* Description of the task *
Update the lines below so that "erosion groove" becomes "drainage channel" everywhere it occurs, keeping everything else unchanged. Omit the pictures from your answer.
[BEGIN]
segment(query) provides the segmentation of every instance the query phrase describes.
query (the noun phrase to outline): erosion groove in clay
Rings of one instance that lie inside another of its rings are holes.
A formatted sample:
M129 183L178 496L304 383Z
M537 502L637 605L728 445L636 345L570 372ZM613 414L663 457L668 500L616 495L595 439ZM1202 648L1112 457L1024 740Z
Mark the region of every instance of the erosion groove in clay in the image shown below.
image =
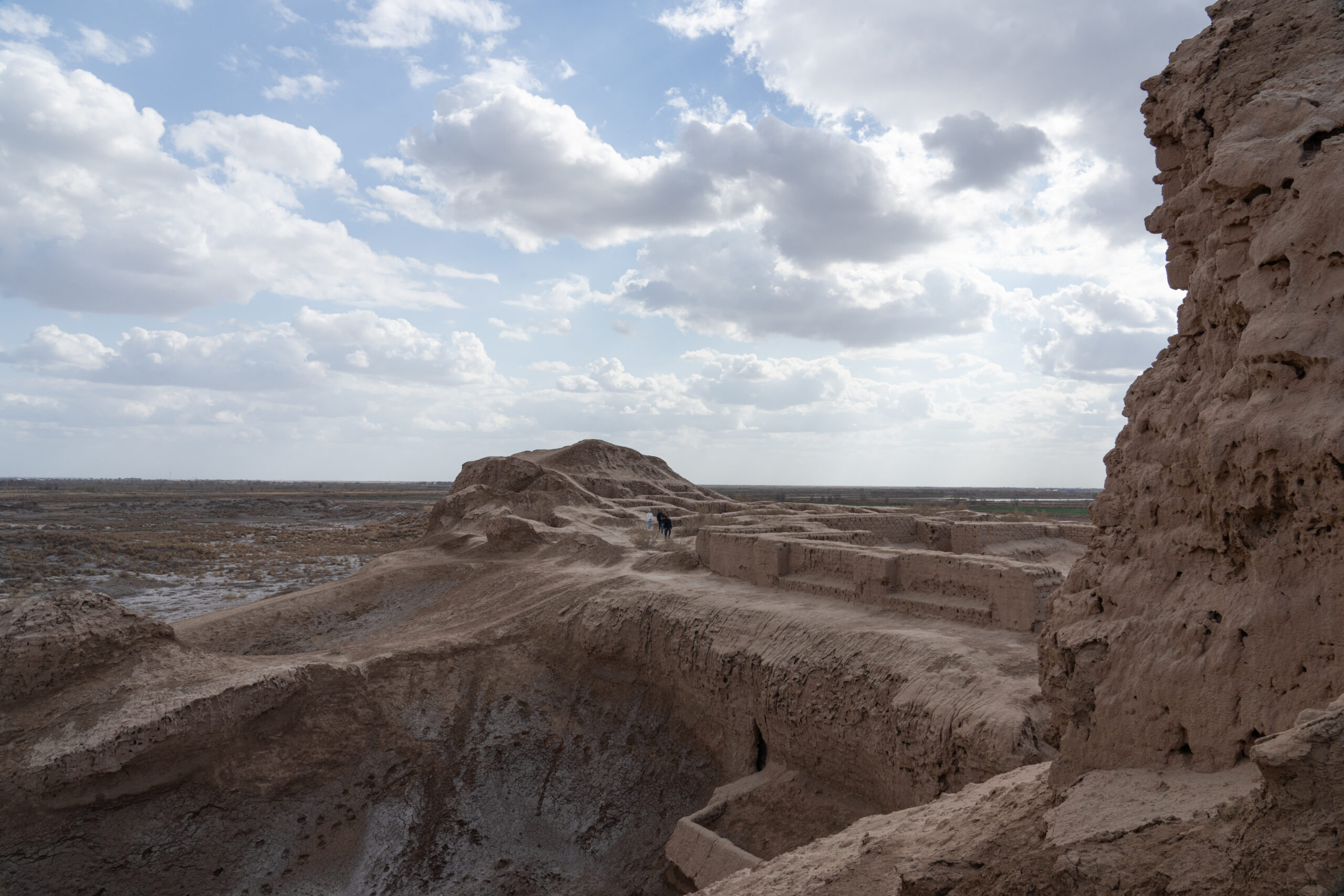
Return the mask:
[END]
* Solution to this problem *
segment(query) provides the segmentation of every instance the query phrase describes.
query (the noun phrase to outline): drainage channel in clay
Rings of one instance that lie inside another of its rings are holes.
A formatted sample:
M129 183L178 496L304 383Z
M537 502L637 605L728 445L636 345L570 372ZM613 414L663 457L668 500L616 495L595 439ZM1202 648L1112 457L1024 740Z
Mark the region of every instance of the drainage channel in clay in the image shown below.
image =
Return the mask:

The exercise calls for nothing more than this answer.